ESTRATTO DEL DOCUMENTO ->
Ancestors: The Humankind Odyssey è l’ultimo, ambizioso progetto di  Patrice Désilets, game designer noto principalmente per il primo Assassin’s Creed e per 1666 Amsterdam.

Ancestors: The Humankind Odyssey è l’ultimo, ambizioso progetto di Patrice Désilets, game designer noto principalmente per il primo Assassin’s Creed e per 1666 Amsterdam. Si tratta, insomma, di un autore di caratura internazionale, sebbene forse più concentrato sull’elemento narrativo che pratico dell’opera (ed in tal senso il primo Assassin’s Creed è un esempio palese, avendo dato il via ad una delle serie più famose di sempre, ma presentando alcuni elementi di gioco di grande ripetitività).

Un viaggio verso la scoperta

Ho approcciato il titolo con grandissimo entusiasmo, dovuto soprattutto al diffuso vociare che vedeva Ancestors come erede spirituale di Spore. Spore fu per il sottoscritto un’idea esplosiva, una rottura sistemica, purtroppo funestata da problemi di sviluppo e continui rimaneggiamenti, che portarono ad un gioco monco rispetto alle aspettative. A questo punto, però, è bene mettere subito in chiaro che le voci di corridoio si sono rivelate infondate, visto che Ancestors non si pone affatto come discendente dell’ultimo videogioco di Will Wright. Il gioco è, al contrario, un vero e proprio survival, integrato da alcuni elementi sociali e interattivi, che si concentra (ed ecco l’unico vero punto di intersezione) sul tema dell’evoluzione.

Come da titolo, il videogame offre uno spaccato interattivo della storia della nascita dell’Uomo. In tal senso, quindi, c’è ben poca “fantasia” nella proposta narrativa, che si basa esclusivamente sui nostri antenati Sahelanthropus tchadensis, alcuni dei primi ominidi della storia (sebbene si tratti di una questione ancora aperta in campo accademico). Attraverso la ripetizione e la scoperta il giocatore è chiamato a gestire un clan di primati, facendolo evolvere e crescere con l’obiettivo di raggiungere lo status di umano (voglio evitare ulteriori spoiler, essendo il senso di sconosciuto parte integrante delle meccaniche di gioco).

A detta di Désilets la sfida consisterebbe nel “battere” i tempi di evoluzione reali, cercando di arrivare alla conclusione prima di quanto non sia stato effettivamente fatto nella storia. Un obiettivo che, francamente, ho messo da parte già dopo poche ore, complice un gameplay sì interessante, ma che non offre molte strade alternative per la velocizzazione del risultato. Narrativamente, in conclusione, il prodotto si tiene semplice, lasciando al fruitore il compito di leggere tra le righe, interpretare e riflettere sul mistero dell’evoluzione, sul grande miracolo che è il cervello umano e lo sviluppo di quell’intelligenza che ci distingue dalle bestie (pur se non sempre, mi sia concesso).

MATERIALE DI RIFERIMENTO ->
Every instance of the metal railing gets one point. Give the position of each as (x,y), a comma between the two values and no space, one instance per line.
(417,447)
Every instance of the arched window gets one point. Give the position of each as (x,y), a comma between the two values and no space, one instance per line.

ISTRUZIONI OPERATIVE ->
Riproduca fedelmente il passo della recensione di Ancestors che inizia con le parole contenenti "Come da titolo, il" e termina con "meccaniche di gioco).". L'elenco costituisce materiale a sé stante, distinto dalla recensione di Ancestors.

RISULTATO ->
Come da titolo, il videogame offre uno spaccato interattivo della storia della nascita dell’Uomo. In tal senso, quindi, c’è ben poca “fantasia” nella proposta narrativa, che si basa esclusivamente sui nostri antenati Sahelanthropus tchadensis, alcuni dei primi ominidi della storia (sebbene si tratti di una questione ancora aperta in campo accademico). Attraverso la ripetizione e la scoperta il giocatore è chiamato a gestire un clan di primati, facendolo evolvere e crescere con l’obiettivo di raggiungere lo status di umano (voglio evitare ulteriori spoiler, essendo il senso di sconosciuto parte integrante delle meccaniche di gioco).